Work instructions:
a) According to the review, what did the writer at first believe Jalisco was?
b) Using the review, decide for each statement whether it agrees with the text, answering yes or no and quoting the words that decide it: (i) The writer looked up some unfamiliar words on Google. (ii) The writer found the story's pacing too slow. (iii) Rocky's explanation of why the women were kidnapped was given in full.

Passage shown:
• • •

The first element that confused me was the community. Somehow, the entire community of Guadalajara seemed to know that Alicia was poor even when she went to the bar for the first time. This made it hard to tell later in the story whether characters were refusing to speak to Alicia because of her poverty or because the community members knew speaking about the missing women was not allowed.
The second element that confused me was the lack of background information for readers unfamiliar with Mexico. Earlier in the story, I thought Jalisco is only a type of dance. Later in the story, I find that Jalisco is a state. Hence, while I was reading, I felt I needed a map of Mexico, identifying some of the areas that would be introduced throughout the story. I also felt I needed a glossary. For new and unfamiliar words, I was able to use context clues or find the definition on Google but I would have preferred to have a more culturally-informed definition from the author.
The third element that left me with several questions at the end of the story was the fast pacing.
- I was not entirely sure why the women were being kidnapped since Rocky’s explanation was interrupted.

• • •

Pointing dataset excerpts:

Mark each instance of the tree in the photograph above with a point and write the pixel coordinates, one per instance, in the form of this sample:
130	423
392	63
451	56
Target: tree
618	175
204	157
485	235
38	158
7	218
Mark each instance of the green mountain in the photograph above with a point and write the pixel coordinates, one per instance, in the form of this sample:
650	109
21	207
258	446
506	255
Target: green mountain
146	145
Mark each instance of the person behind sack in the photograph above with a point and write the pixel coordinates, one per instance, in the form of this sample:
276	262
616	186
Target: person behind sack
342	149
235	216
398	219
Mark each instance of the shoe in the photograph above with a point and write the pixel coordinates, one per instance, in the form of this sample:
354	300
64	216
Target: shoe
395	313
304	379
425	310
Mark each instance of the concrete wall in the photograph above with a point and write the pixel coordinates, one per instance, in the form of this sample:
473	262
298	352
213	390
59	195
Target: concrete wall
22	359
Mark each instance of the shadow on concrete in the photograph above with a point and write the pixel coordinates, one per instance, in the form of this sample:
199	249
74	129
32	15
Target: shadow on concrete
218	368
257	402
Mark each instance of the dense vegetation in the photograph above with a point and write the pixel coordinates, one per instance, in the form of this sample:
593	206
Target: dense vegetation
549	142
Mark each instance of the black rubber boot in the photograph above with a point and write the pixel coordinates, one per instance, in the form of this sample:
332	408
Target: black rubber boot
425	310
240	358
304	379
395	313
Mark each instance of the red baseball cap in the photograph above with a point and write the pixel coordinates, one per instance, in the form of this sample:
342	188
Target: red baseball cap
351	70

• • •

Answers in order:
a) Only a type of dance.

b)
(i) Yes: "find the definition on Google"
(ii) No: "the fast pacing"
(iii) No: "Rocky’s explanation was interrupted"